→ YOUR ASSIGNMENT
Continue the review of The Magicians, picking up directly after its final sentence.

Fiction Review: The Magicians


I first read Lev Grossman's The Magicians when it first came out. I've been on a bit of an urban fantasy kick lately and have begun watching the Syfy series based upon it. I just finished a reread.

Looking at sites like Goodreads and Amazon one discovers opinions on The Magicians are extremely varied. I'm definitely one of the people who greatly enjoyed it but definitely be aware there are people who hate it just as much...

The Magicians takes us through several years of Quentin Coldwater's life. We are introduced to him as a 17-year old high school senior in Brooklyn. He is a super-genius, heading for a likely Ivy League education. He's never particularly happy for long - the television series has him formally diagnosed with depression and having seen enough of it in my life I would agree with that diagnosis. He is a great fan of the "Fillory" series of novels - 1930s novels about a group of British children who find their way into the magical realm of Fillory. These are an obvious and unapologetic expy for CS Lewis' Narnia novels.

Early in the novel, Quentin passes a surprise entrance examination from Brakebills College  for Magical Pedagogy. One of his friends from Brooklyn, Julia, whom he has a crush on, also takes the exam but fails. Those who fail have their memory of the exam wiped and replaced with a convincing alibi. Those students from non-magical family, are given plausible covers, backed by magic, that they are attending an obscure but prestigious college.

Brakebills is a five-year program, with each class made up of twenty students. It is the only such program in North America, though there are others on other continents. Over the course of the novel, Quentin becomes overjoyed that magic is real and he can do it and makes friends at the college and falls in love. However his joy doesn't last - he always becomes discontented. His life after graduation is a bit of a disaster of drinking, drug-use, and partying with other magicians. At the worst point in his life he discovers Fillory is real and is able to travel there.

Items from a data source
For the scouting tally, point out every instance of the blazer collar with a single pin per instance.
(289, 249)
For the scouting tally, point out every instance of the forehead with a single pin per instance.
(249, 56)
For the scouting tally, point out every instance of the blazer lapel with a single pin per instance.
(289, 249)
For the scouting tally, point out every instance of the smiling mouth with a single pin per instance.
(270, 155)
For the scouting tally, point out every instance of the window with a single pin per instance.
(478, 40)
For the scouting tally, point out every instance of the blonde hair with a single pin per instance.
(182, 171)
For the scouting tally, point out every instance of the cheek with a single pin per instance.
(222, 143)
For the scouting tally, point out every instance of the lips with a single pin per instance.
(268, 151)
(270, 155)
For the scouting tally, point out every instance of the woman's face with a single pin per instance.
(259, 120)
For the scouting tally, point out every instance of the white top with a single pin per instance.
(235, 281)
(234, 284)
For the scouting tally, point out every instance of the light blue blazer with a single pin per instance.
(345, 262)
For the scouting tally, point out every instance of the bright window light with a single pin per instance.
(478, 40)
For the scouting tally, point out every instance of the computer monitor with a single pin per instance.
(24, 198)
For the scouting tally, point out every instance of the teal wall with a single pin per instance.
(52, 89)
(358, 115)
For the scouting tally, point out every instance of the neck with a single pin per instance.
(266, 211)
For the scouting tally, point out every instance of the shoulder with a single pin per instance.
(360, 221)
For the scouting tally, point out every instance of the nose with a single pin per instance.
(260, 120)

→ ANSWER SPACE
However, even Fillory doesn't make Quentin happy. The overall theme of the book is Quentin keeps waiting for something to make him happy - but nothing ever will, for the barrier to his happiness is himself. The book itself never discusses depression aside from the dean of Brakebills suggesting he consider therapy, but I think a convincing case could be made for Quentin suffering from some pretty bad depression. Quentin arrives in Fillory and comes to see he's not the heroic figure he always imagined himself as - he's the person who could waste his life, betray his girlfriend, and make mistakes that get people killed.

Probably as a result of me being much like Quentin, longing for Narnia or the chance to be a Jedi Knight, the novel really spoke to me. The discontentment he often felt reminded me of myself in college - if only something would make me happy. If I could get a girlfriend, get good grades, get a good job, have something wonderful happen to me that would change everything...

The magical world presented is both wonderful and dark. More than one character opines that magicians get their power from their unhappiness, their discontentment with reality as it is. But what does a magician do after graduation? Whatever they want - but often it sends them plunging into unhappiness as they can't figure out what it is they want and they look in vain for meaning in their lives. Quentin's girlfriend's parents are magicians and are utterly miserable. However, there are other moments filled with joy, learning they can reshape reality. But it is dangerous - a magical prank leads to the death of one character in Quentin's first year and we learn of a tragic relationship which led to the apparent death of one student, another resigning, and a professor leaving the campus.